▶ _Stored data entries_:
○ ○ ○

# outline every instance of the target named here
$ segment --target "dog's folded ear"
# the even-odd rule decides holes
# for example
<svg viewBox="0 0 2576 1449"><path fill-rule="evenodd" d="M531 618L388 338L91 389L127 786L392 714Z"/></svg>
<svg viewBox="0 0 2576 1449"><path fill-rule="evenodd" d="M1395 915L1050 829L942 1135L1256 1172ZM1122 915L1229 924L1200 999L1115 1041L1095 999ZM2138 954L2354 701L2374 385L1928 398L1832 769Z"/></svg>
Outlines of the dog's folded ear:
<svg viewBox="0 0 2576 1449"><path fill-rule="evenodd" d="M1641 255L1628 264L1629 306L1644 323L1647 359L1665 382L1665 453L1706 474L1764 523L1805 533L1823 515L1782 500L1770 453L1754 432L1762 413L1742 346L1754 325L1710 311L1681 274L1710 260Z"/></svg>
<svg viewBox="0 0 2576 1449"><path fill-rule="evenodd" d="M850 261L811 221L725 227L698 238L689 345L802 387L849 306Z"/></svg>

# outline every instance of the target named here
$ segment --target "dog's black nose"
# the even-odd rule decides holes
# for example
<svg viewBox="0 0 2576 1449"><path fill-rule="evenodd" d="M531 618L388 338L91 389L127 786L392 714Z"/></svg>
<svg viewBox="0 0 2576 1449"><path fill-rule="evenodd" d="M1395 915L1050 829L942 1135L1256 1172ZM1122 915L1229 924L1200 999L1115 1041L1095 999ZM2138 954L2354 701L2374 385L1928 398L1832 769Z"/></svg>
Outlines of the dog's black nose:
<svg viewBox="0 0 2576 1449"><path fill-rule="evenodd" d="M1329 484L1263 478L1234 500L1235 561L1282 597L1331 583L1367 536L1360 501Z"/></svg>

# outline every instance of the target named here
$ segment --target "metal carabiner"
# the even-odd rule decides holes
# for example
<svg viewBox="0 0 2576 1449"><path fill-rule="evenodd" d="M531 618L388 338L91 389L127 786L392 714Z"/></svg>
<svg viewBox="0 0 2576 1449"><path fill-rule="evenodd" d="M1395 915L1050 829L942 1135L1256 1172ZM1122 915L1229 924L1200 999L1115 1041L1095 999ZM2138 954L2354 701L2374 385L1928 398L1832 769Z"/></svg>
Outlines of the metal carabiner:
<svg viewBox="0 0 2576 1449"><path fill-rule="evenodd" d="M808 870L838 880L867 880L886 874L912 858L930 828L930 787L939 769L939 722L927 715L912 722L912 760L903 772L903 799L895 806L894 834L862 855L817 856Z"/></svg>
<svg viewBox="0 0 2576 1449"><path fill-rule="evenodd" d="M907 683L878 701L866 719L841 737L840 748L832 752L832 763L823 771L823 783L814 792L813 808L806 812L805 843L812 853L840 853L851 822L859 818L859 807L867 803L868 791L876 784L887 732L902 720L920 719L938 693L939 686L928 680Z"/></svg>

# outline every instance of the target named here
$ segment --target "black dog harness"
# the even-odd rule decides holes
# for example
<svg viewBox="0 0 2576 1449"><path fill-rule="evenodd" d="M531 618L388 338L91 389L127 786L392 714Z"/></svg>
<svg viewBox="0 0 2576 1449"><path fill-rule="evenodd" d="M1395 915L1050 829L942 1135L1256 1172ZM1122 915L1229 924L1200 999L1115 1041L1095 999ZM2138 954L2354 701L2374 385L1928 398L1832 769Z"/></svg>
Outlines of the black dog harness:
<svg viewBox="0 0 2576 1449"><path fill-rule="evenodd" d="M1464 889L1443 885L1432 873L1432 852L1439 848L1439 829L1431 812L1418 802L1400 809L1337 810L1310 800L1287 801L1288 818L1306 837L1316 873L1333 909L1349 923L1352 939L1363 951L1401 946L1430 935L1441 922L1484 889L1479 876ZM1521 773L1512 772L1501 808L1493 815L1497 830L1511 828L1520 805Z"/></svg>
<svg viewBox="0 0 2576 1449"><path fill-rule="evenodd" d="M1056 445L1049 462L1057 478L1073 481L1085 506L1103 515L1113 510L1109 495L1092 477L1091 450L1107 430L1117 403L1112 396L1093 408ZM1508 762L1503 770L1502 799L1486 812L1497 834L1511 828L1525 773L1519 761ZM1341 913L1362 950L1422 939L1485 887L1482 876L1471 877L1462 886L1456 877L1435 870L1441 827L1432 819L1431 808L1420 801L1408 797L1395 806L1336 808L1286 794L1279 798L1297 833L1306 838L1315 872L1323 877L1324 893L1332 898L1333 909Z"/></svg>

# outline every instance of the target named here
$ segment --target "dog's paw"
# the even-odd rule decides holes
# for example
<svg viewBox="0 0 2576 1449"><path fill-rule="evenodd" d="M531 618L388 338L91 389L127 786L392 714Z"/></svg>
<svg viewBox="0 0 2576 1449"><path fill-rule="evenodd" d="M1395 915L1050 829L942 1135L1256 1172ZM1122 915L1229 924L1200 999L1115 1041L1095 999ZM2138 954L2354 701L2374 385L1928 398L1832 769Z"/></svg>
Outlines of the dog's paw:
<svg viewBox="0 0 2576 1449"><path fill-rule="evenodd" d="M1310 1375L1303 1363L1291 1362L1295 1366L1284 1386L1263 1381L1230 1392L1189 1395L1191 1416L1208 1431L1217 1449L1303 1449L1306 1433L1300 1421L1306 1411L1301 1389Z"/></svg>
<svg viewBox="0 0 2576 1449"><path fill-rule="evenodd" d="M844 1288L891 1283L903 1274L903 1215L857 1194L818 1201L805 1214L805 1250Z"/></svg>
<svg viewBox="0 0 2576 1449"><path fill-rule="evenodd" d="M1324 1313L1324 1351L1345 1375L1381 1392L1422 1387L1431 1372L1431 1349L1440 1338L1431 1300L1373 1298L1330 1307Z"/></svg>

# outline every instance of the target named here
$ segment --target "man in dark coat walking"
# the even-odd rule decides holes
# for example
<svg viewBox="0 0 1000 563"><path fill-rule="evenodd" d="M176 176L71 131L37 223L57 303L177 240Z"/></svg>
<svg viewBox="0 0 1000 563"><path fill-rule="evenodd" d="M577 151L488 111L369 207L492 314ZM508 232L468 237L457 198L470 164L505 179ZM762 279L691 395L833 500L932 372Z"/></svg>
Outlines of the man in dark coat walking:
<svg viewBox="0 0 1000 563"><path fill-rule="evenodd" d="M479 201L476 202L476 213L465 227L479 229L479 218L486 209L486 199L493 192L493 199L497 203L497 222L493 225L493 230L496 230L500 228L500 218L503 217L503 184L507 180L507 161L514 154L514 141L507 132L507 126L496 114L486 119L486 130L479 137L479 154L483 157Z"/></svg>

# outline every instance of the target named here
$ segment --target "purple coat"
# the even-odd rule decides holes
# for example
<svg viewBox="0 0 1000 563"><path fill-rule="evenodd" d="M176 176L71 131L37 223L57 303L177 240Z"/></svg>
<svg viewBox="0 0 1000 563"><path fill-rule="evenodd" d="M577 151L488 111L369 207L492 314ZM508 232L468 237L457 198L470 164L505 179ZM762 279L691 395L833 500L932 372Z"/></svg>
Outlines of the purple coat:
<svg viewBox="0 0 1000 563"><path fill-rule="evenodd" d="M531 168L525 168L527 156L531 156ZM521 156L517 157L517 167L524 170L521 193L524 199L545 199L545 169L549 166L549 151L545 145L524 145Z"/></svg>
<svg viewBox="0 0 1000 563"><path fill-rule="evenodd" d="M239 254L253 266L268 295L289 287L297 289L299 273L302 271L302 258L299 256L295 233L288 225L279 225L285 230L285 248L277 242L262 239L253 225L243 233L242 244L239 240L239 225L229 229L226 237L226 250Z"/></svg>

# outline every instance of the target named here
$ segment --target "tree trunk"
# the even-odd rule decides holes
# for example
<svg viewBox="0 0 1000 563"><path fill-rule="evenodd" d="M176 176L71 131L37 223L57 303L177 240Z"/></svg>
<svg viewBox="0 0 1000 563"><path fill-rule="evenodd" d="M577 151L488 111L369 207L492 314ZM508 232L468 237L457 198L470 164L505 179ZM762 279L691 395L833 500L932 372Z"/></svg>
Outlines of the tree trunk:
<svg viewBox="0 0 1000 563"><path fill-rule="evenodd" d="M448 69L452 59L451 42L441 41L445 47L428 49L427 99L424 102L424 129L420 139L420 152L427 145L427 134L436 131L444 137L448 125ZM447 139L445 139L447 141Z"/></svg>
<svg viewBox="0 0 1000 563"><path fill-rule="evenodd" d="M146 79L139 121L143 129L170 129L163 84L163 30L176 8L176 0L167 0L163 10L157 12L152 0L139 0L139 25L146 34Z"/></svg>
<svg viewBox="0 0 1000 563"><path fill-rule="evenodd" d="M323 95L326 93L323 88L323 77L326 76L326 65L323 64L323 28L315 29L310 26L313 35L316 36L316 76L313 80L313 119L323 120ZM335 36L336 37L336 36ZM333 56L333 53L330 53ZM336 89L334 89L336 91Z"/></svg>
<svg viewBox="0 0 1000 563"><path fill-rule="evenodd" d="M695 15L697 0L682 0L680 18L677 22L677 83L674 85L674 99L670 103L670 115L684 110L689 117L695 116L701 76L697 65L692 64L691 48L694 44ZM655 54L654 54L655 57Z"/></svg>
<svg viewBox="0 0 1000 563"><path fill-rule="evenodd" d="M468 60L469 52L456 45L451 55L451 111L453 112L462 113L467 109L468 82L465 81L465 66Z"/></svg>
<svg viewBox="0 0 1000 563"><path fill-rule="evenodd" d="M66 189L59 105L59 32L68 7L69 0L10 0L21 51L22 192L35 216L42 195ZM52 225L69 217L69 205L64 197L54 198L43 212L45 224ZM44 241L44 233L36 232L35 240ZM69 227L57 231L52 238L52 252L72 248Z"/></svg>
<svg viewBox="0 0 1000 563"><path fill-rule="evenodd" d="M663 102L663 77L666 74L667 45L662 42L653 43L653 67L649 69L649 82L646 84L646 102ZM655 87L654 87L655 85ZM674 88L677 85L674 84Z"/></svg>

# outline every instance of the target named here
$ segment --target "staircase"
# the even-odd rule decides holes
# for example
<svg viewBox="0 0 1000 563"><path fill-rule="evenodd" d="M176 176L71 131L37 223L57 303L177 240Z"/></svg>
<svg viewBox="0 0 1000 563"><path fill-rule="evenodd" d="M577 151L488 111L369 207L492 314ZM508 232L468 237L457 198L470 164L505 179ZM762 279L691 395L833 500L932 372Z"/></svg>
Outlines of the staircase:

○ ○ ○

The answer should consist of all lines from the records above that hold the word "segment".

▶ _Your response_:
$ segment --target "dog's folded ear"
$ segment --target "dog's black nose"
$ segment --target "metal carabiner"
$ segment --target "black dog harness"
$ segment --target "dog's paw"
$ segment --target "man in dark coat walking"
$ segment --target "purple coat"
$ segment --target "tree trunk"
$ segment --target "staircase"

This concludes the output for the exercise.